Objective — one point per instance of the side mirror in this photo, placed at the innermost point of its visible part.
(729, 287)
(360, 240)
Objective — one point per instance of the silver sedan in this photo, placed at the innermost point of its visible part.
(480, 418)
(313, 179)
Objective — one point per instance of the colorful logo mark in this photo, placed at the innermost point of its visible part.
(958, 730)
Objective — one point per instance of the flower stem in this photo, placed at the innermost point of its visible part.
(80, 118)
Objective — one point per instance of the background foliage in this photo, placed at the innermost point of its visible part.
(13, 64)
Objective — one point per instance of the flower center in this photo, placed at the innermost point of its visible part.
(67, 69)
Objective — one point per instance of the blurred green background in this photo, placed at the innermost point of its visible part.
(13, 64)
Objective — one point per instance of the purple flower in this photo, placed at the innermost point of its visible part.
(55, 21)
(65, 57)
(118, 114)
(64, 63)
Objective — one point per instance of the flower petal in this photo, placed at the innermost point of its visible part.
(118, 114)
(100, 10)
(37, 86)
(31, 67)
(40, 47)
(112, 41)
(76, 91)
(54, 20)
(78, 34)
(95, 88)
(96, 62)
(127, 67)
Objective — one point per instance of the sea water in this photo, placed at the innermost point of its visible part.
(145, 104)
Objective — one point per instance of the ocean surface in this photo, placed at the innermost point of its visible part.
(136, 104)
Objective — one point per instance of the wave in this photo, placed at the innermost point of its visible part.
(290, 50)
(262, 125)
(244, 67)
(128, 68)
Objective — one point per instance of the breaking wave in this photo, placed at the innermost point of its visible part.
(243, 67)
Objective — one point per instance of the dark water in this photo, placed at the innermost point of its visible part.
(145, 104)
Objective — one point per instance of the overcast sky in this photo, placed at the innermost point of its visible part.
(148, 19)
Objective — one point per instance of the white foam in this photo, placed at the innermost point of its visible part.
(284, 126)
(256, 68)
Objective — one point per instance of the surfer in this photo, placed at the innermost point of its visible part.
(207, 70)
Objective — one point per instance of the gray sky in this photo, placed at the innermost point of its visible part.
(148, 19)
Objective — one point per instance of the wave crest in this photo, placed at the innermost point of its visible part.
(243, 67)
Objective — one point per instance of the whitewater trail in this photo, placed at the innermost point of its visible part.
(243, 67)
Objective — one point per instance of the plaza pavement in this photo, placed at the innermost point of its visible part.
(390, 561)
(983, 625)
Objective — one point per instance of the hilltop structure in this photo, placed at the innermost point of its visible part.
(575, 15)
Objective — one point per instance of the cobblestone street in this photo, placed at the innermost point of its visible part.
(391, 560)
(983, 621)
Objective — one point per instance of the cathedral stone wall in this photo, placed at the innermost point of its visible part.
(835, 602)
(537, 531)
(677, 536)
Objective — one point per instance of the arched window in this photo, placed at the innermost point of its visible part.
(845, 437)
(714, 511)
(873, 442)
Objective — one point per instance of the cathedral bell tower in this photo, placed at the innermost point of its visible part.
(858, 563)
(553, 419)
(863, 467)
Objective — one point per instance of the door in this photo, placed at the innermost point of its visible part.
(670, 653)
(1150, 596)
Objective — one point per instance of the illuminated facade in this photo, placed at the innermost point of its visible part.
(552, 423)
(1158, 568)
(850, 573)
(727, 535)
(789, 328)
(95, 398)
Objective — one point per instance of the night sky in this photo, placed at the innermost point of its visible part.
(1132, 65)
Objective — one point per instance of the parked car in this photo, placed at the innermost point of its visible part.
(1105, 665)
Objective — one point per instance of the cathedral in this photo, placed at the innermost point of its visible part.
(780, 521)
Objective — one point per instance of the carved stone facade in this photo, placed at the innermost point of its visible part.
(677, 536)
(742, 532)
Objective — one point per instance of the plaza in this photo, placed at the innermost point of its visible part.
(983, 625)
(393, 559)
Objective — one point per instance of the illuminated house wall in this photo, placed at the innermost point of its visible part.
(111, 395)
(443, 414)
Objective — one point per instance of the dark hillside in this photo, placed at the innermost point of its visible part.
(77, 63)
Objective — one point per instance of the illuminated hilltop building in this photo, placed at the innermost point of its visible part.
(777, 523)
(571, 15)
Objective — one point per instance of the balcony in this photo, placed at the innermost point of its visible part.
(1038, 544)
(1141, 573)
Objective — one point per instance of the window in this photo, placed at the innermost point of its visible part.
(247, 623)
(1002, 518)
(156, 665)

● **The problem**
Reproduce the entire listing above, swapping every occurrence of "innermost" for "most central" and keeping everything else the same.

● **Task answer**
Objective — one point per instance of the side mirror in this photo, placed at the most central point of its visible part.
(729, 287)
(360, 240)
Objective — one point per instance of the silver sedan in this photo, placed at the most central point of its visible part.
(480, 418)
(313, 179)
Objective — one point per instance of the colorful logo mark in this photo, placed at the most central point of its visible part.
(958, 730)
Objective — one point per instance of the flower stem in this photo, placed at the most central point of its visible part.
(80, 118)
Objective — one point per instance of the background foliage in this photo, placed at the most central point of its visible part.
(13, 64)
Objective — one point per instance of the flower center in this photo, placed at the most central point of its visible part.
(67, 69)
Objective — one point per instance of the blurred green background in this photo, placed at the most central point of its visible part.
(13, 64)
Objective — one point per instance of the purple flower in this photo, placed at the most central point of its visible part.
(55, 21)
(65, 57)
(118, 114)
(64, 63)
Objective — one point per instance of the flower petal in this photo, placed at the most central point of its visible part.
(118, 114)
(100, 10)
(37, 86)
(31, 67)
(40, 47)
(112, 41)
(76, 91)
(54, 20)
(78, 34)
(95, 88)
(96, 62)
(127, 67)
Objective — one point per instance of the sea water in this photo, placed at the most central point of its visible part.
(145, 104)
Objective — one point per instance of the ocean surface in this photo, placed at the most central point of its visible part.
(136, 104)
Objective — one point per instance of the wave in this photo, placed at the most central point of its visible part.
(290, 50)
(262, 125)
(244, 67)
(128, 68)
Objective — one point per instance of the breaking wave in this photo, placed at the most central point of its visible part.
(243, 67)
Objective — one point per instance of the dark water in this photo, placed at the most central point of its visible part.
(145, 104)
Objective — one point per instance of the overcast sky in this photo, placed at the most central point of its visible part.
(148, 19)
Objective — one point per instance of the white foam in this photo, placed at the most central point of its visible part.
(284, 126)
(256, 68)
Objective — one point per instance of the surfer in this photo, placed at the most central point of its visible part.
(207, 70)
Objective — one point per instance of the gray sky in this photo, placed at the most central point of its visible part.
(148, 19)
Objective — one point per instance of the wave crest in this photo, placed at the most central point of its visible part.
(243, 67)
Objective — one point per instance of the whitewater trail in this photo, placed at the most central point of its visible part.
(243, 67)
Objective — one point per instance of the plaza pavement in this photo, placed at the most central point of its visible part.
(390, 561)
(983, 625)
Objective — one point per instance of the hilltop structure in this photo, placed at the most central point of its visible part.
(575, 15)
Objective — one point per instance of the cobblestone street in this photo, placed at the most central point of its visible part.
(391, 560)
(983, 621)
Objective — one point per instance of the cathedral stone wall in this photo, placed at the most central point of its visible part.
(835, 602)
(537, 531)
(677, 536)
Objective — one point per instance of the arched window in this photo, placed at the most central point of its visible part.
(845, 437)
(714, 511)
(873, 442)
Objective — one point per instance of the cathedral bell tower in this photo, placed at the most central point of its visible part.
(858, 563)
(553, 419)
(863, 467)
Objective — one point per instance of the door in this photo, placed at the most central point of its visible part.
(670, 653)
(1150, 596)
Objective — one point per instance of the illuminated facade in this photo, placed at the most central point of its visible part.
(552, 423)
(1158, 568)
(850, 573)
(727, 535)
(789, 328)
(95, 398)
Objective — one point per instance of the night sky in this photo, placed at the most central point of its visible part.
(1132, 65)
Objective — one point per instance of the parked car in this photo, placed at the most central point of its visible part.
(1105, 665)
Objective — one point per instance of the cathedral in this photo, placed at the most central point of its visible part.
(780, 521)
Objective — one point per instance of the carved stone facade in this photo, placed at the most central point of its visible part.
(677, 536)
(742, 532)
Objective — one point per instance of the plaza in this photo, placed at the most central point of its visible part.
(983, 625)
(393, 559)
Objective — one point per instance of the illuminated house wall in this photo, placed at the most central point of its visible part.
(111, 395)
(443, 414)
Objective — one point per instance of the dark hillside in this photo, placed at the most central point of its visible part.
(77, 63)
Objective — one point per instance of the illuminated hilltop building in this photo, placed at the most central point of its visible part.
(777, 523)
(571, 15)
Objective — one point per instance of the balcony in this photo, placed at the most central point of its visible part.
(1038, 544)
(1141, 573)
Objective — one point per instance of the window in this photo, placed at the most central point of its visible part.
(247, 623)
(1002, 518)
(156, 665)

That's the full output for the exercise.